● **TASKS TO COMPLETE**
- 1) In the post about a false Asperger diagnosis, what is the title of the educational video described?
- 2) Continue the post about a false Asperger diagnosis from where it stops.

● **DOCUMENT PASSAGE**
==================================================

Wednesday, February 29, 2012

Falsely labeled with Aspergers


Ever wonder what it would be like to be reared by a psychology professor mom who takes the DSM-IV too seriously? She gives her own son a phony diagnosis and treats him like a misfit.
Benjamin Nugent wrutes in a NY Times op-ed:
For a brief, heady period in the history of autism spectrum diagnosis, in the late ’90s, I had Asperger syndrome.

There’s an educational video from that time, called “Understanding Asperger’s,” in which I appear. I am the affected 20-year-old in the wannabe-hipster vintage polo shirt talking about how keen his understanding of literature is and how misunderstood he was in fifth grade. The film was a research project directed by my mother, a psychology professor and Asperger specialist, and another expert in her department. It presents me as a young man living a full, meaningful life, despite his mental abnormality.

==================================================

● **AVAILABLE DATA**

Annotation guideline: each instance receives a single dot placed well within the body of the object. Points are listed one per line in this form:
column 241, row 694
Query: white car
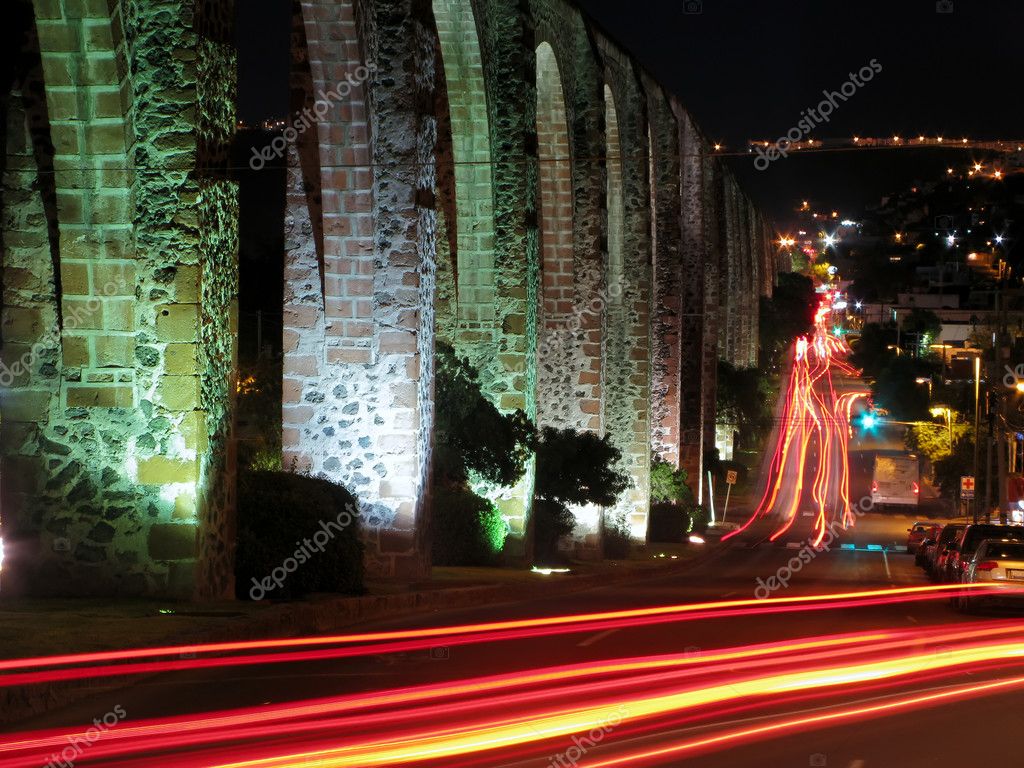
column 999, row 562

==================================================

● **ANSWERS**
- 1) “Understanding Asperger’s”

- 2)
So she was a leading authority on Aspergers, and she was so convinced that her son was a typical specimen that she made a video showing him as having the symptoms of the disorder. But she was wrong:
As I came into my adult personality, it became clear to me and my mother that I didn’t have Asperger syndrome, and she apologized profusely for putting me in the video. For a long time, I sulked in her presence. I yelled at her sometimes, I am ashamed to report. And then I forgave her, after about seven years. Because my mother’s intentions were always noble. She wanted to educate parents and counselors about the disorder. She wanted to erase its stigma.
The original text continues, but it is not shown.